When we see the gaze, we see that the visual field is not simply there to be seen but constituted around our vision of it, distorted by our desire. This distortion then forces us to reexamine everything that we see. As Joan Copjec notes in her account of the gaze, “At the moment the gaze is discerned, the image, the entire visual field, takes on a terrifying alterity.”14 We see that our desire has been taken into account by what appears to be a neutral visual field. The neutrality of this field vanishes, and the political decision that inaugurates it becomes apparent. The encounter with the gaze transforms the subject by creating an awareness in the subject of its role in producing what it sees.
The typical Hollywood film obscures the gaze by presenting the visual field as simply there for the spectator to see. In the same way, capitalism presents the economic field as existing apart from the activity of the subjects whose activity constitutes it. The typical Hollywood film doesn’t just propagate capitalist ideology; it utilizes the form of capitalist economy and acts on the spectator the way that capitalism acts on the subject. In both cases one cannot readily recognize one’s involvement in the system. The obfuscation of the gaze enables subjects to believe that the economic and visual fields operate without the subject’s activity.

_WRITTEN PROBLEM 1_.
Which sentences in the passage on the gaze contain the word "gaze"? Give the first five words of each.
_WRITTEN PROBLEM 2_.
Write what comes next in the passage on the gaze, picking up after its final sentence.
These records have no connection to the passage on the gaze.

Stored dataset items
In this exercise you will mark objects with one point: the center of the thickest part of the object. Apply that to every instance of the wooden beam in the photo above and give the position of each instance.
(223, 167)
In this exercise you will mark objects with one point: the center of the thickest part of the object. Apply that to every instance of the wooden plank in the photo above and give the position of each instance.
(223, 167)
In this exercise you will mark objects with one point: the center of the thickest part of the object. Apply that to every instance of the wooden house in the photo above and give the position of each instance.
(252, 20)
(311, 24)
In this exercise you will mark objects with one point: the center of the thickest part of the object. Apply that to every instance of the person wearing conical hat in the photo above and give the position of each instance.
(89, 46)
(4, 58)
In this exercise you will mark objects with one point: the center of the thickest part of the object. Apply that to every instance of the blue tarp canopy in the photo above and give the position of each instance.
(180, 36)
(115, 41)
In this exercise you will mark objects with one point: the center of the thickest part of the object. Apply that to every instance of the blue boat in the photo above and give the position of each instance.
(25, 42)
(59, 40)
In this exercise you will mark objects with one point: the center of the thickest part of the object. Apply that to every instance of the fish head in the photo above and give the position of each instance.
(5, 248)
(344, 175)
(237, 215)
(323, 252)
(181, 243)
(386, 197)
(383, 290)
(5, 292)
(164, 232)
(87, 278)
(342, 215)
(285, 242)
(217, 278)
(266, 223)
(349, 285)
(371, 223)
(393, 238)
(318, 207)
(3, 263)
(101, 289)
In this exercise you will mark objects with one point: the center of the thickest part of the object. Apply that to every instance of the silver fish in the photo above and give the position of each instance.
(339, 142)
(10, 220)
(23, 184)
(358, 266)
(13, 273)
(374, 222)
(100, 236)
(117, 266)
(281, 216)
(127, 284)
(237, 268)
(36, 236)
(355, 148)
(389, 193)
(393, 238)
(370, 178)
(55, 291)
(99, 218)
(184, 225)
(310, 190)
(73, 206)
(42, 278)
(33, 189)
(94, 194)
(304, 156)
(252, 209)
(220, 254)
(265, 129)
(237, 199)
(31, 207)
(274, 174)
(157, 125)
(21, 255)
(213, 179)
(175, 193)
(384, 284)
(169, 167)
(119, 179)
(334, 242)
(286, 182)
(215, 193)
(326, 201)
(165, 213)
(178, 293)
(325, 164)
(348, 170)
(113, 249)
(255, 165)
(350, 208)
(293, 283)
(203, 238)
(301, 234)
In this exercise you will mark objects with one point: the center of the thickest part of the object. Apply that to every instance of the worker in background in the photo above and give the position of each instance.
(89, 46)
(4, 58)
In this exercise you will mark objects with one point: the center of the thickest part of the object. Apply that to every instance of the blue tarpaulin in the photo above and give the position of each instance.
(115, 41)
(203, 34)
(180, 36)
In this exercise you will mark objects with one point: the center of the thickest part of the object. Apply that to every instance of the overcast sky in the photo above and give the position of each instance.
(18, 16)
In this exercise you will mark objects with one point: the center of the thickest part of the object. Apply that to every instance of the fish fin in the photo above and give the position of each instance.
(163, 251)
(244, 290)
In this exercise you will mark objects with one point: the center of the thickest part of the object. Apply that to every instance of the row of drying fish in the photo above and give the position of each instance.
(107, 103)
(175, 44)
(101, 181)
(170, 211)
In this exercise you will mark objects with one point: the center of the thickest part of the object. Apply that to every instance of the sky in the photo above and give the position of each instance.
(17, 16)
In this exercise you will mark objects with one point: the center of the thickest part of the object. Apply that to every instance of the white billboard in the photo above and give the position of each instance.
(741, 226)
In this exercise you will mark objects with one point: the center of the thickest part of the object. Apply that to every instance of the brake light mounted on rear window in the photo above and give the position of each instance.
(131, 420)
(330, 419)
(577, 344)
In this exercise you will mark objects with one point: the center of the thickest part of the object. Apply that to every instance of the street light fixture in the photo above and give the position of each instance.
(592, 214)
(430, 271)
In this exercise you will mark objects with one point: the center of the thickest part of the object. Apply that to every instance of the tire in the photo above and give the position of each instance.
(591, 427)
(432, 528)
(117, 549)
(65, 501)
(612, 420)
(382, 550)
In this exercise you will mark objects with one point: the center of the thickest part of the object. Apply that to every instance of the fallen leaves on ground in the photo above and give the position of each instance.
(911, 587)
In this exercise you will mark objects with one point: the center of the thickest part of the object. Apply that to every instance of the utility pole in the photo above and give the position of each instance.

_WRITTEN REPLY 1_.
- When we see the gaze,
- As Joan Copjec notes in
- The encounter with the gaze
- The typical Hollywood film obscures
- The obfuscation of the gaze

_WRITTEN REPLY 2_.
The gaze exposes the tendentious nature of the apparently neutral visual field: what seems to be simply there to be seen becomes evident as a structure created around the subject’s desire. What appears in front of the subject thus loses its independent and external status for the subject. The distance that inheres in the act of looking collapses through the emergence of the gaze. In this sense, the trauma of encountering the gaze is nothing but the trauma of encountering the constitutive power of one’s own desire in shaping what one sees even before one sees it. The gaze as an object that causes our desire is most powerful in the visual field due to the apparent independence that this field has for us. Its manifestation always occasions a traumatic shock.15
We can see an instance of an encounter with the gaze in Nicolas Winding Refn’s Drive (2011). The film recounts the travails of an unnamed driver (Ryan Gosling) who helps his neighbor, Standard (Oscar Isaac), to commit a robbery in order to pay a debt that he incurred while in prison. Even though he sees the folly of the plan, the driver agrees to go along because he has fallen for Standard’s wife Irene (Carey Mulligan). During the robbery, Standard is killed by the same criminals who forced him into the crime, and after the driver escapes with the money, they come after him. The film’s key scene occurs in an elevator at the driver’s apartment building, where a hit man rides with the driver and Irene.
Understanding that both his own life and Irene’s are at stake, the driver attacks the hit man with extreme violence and brutally kills him by beating him to a bloody pulp. Though Irene had begun to fall in love with the driver, especially after the death of her husband, here she looks on with complete shock. Though she recognizes that the driver is saving her, the violence he displays reveals the impossibility of any life together with him. He shows that he is capable of a level of brutality with which she could not simply coexist. The scene concludes in a striking fashion: Irene exits the elevator, and the shot focuses on the door as it closes in front of her disoriented look. This is the encounter with the gaze.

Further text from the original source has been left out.